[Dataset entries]
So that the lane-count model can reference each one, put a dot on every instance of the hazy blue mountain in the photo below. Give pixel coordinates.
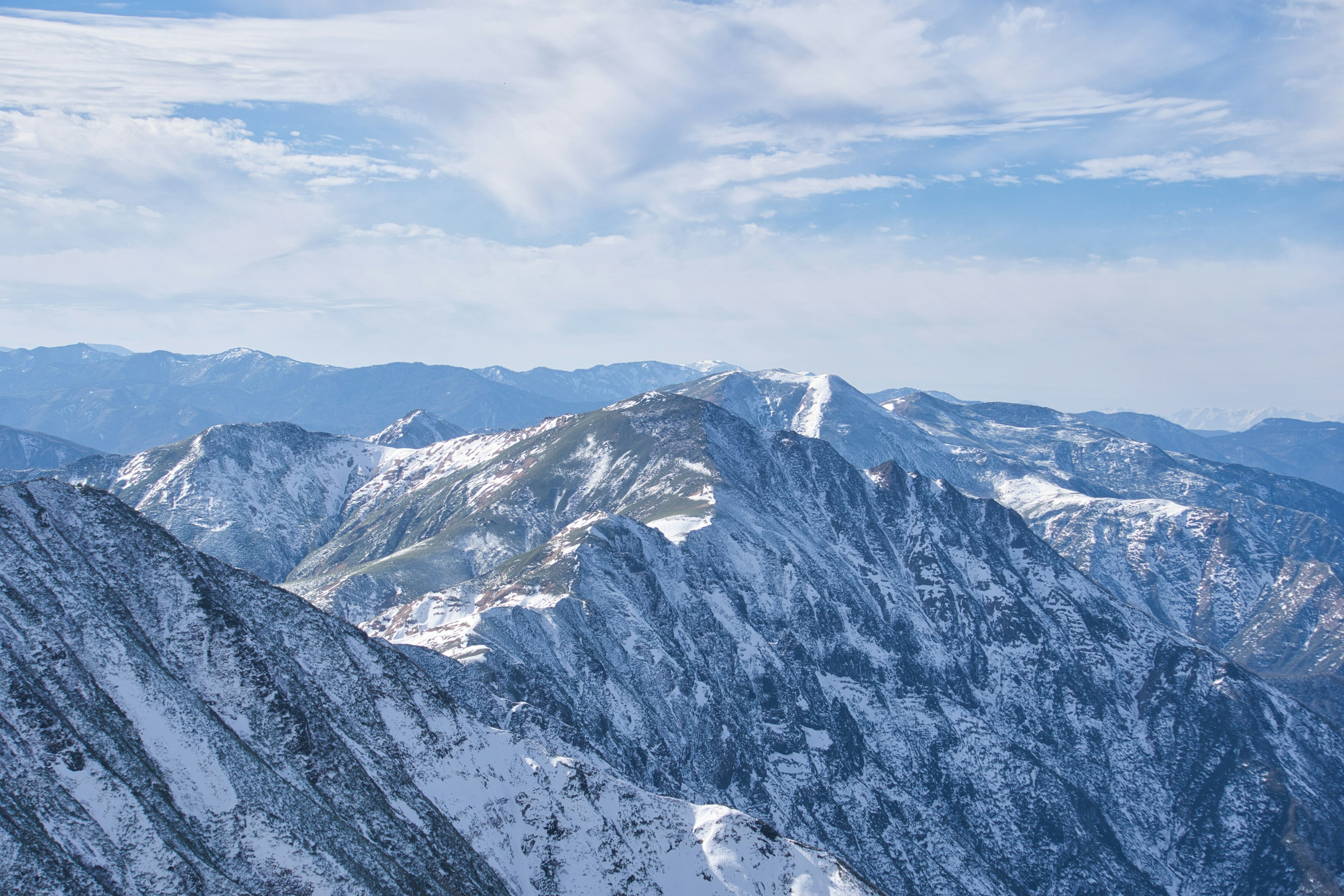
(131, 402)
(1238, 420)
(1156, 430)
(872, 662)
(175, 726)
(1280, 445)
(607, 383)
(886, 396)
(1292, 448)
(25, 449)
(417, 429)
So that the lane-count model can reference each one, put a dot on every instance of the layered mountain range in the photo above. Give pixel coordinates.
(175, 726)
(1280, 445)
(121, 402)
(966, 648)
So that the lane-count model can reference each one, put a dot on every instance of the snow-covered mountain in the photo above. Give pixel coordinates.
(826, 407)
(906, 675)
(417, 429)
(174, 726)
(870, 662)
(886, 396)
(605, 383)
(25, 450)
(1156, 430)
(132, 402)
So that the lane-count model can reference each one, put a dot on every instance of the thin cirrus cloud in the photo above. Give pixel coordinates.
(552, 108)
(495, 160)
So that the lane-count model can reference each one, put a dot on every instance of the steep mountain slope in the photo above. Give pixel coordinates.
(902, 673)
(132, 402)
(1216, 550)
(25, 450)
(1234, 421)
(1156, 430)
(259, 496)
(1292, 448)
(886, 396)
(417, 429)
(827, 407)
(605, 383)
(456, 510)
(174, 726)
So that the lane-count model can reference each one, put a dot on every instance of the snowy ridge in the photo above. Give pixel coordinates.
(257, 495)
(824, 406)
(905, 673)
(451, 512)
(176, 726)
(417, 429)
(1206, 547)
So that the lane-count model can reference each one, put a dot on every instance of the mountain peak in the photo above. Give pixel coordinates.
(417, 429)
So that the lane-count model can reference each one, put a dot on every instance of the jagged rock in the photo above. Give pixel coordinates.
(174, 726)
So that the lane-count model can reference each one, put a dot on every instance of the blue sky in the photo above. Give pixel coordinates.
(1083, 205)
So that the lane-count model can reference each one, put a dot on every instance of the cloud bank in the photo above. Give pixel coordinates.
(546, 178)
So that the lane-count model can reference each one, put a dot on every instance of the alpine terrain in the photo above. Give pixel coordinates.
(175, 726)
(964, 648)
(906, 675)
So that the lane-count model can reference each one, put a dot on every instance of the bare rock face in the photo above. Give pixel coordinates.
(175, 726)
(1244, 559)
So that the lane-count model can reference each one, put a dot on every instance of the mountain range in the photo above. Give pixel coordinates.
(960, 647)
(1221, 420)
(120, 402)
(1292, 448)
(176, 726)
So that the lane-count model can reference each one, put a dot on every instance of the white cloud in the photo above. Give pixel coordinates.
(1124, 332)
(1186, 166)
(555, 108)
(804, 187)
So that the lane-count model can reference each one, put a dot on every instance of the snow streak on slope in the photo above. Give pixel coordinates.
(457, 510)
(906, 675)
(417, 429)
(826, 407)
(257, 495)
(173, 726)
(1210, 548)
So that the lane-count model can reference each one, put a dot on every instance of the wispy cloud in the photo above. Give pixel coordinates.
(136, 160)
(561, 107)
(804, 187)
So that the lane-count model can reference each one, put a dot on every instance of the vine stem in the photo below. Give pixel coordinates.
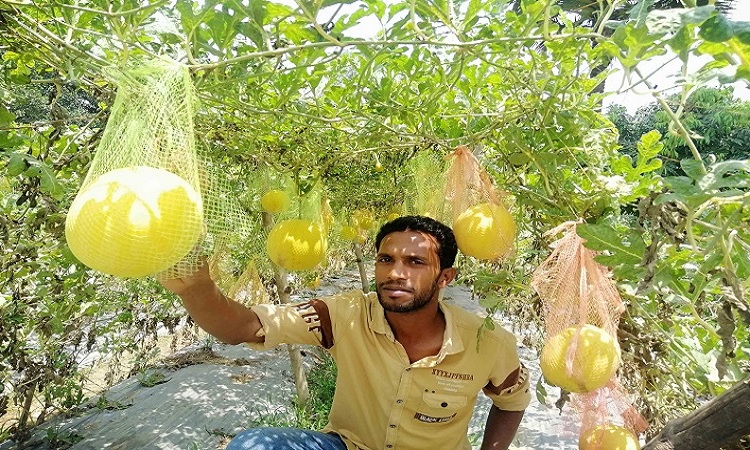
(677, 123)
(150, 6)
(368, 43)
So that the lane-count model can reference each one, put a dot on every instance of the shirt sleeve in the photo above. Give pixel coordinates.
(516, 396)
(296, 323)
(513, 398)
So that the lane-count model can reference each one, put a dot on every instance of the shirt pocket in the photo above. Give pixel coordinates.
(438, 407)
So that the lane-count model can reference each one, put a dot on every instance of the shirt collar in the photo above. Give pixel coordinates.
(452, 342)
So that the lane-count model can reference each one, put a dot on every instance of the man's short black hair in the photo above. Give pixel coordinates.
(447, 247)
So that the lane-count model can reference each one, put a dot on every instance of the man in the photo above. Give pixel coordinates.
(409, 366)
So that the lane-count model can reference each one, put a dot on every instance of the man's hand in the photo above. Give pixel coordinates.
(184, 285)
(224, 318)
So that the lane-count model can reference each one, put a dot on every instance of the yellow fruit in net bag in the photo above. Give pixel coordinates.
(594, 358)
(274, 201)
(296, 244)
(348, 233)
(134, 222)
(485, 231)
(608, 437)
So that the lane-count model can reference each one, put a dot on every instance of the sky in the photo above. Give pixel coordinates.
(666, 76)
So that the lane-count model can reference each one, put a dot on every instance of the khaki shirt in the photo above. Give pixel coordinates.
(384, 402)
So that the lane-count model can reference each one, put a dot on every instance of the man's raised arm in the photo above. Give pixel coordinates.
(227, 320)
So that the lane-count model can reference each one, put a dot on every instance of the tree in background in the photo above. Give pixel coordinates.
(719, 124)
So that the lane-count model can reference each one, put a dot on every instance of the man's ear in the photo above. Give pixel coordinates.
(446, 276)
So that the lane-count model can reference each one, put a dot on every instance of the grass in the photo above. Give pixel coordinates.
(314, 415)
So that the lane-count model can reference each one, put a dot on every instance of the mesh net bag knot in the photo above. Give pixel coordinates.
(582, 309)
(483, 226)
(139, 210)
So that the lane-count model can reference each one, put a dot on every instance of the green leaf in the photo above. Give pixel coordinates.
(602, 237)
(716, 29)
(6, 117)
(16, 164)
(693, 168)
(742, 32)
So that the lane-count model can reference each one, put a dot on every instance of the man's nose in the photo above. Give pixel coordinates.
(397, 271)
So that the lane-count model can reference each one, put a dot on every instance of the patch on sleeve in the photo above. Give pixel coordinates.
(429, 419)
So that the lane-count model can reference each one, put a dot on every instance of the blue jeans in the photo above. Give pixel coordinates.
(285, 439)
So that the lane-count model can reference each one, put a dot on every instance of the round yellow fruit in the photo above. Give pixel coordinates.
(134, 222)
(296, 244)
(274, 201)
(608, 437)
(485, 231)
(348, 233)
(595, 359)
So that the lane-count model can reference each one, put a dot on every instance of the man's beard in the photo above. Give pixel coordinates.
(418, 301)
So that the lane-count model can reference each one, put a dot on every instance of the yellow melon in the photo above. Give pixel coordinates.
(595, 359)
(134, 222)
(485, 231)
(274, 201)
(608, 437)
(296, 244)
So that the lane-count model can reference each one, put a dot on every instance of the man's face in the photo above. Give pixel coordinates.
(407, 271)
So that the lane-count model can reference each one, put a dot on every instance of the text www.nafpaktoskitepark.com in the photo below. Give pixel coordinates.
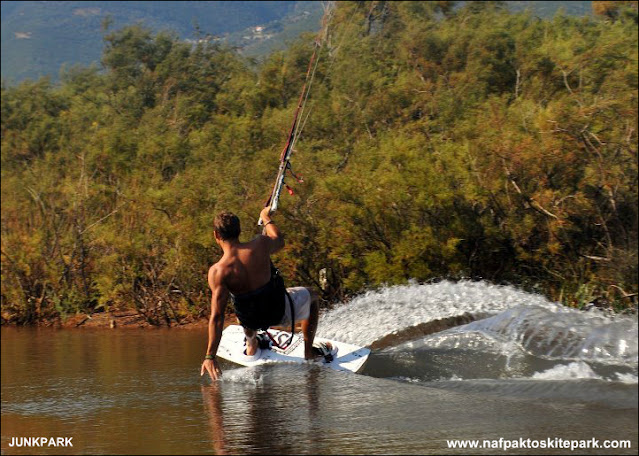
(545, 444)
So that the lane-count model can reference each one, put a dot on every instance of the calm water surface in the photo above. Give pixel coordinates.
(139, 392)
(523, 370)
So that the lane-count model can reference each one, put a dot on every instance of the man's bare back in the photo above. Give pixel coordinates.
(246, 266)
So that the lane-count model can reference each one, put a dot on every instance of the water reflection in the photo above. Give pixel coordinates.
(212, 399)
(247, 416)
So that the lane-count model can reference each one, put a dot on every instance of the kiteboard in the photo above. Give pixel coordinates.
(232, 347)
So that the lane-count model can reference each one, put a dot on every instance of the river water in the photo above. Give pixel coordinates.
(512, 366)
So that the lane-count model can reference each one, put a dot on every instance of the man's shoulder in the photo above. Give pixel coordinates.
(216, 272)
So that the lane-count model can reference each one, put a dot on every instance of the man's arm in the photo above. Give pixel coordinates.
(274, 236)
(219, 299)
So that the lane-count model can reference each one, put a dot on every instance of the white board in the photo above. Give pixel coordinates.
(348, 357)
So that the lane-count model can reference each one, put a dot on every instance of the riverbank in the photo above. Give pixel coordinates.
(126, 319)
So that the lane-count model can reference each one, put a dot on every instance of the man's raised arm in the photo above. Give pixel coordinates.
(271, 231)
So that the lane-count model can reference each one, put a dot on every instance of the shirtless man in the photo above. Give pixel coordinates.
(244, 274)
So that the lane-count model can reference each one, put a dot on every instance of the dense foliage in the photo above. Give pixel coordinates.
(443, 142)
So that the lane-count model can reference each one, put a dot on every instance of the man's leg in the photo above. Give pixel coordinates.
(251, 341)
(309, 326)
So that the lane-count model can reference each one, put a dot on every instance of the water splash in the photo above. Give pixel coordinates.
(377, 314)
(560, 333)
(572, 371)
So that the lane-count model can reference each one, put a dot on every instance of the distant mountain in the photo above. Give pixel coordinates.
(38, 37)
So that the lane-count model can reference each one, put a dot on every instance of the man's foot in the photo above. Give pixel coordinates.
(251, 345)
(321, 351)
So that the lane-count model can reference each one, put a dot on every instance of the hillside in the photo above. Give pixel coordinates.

*Written exercise*.
Find the line with "of the shirtless" in the listing above, then write out that line and each remaining line exactly, with no other text.

*Output below*.
So that the lane-count model can reference each one, put a dot on every instance of the shirtless man in the photo above. Give pixel coordinates.
(244, 274)
So that the lane-count model can reference each one, put a dot on every instance of the dense foliage in the photo above. Give pixel coordinates.
(443, 142)
So that the lane-count model can reference each one, put a dot on every instance of the man's leg in the photo above. Give pixel coordinates.
(251, 341)
(309, 326)
So that the lane-count model can reference each one, put a dot on every instance of the water splash in the photo above. Give pixel coordinates.
(377, 314)
(560, 333)
(572, 371)
So that the lane-count model can reference each one, put a dot on every instance of the distant mountain in the photo above. Give pixel coordinates.
(38, 37)
So that the lane-count model can reference each one, put a dot on every instance of the man's foot in the photo above. Give pixel coordinates.
(251, 345)
(321, 351)
So that the lane-count model can reference each one, put a dot on every instance of the hillside in the photo above. Give pixel coordinates.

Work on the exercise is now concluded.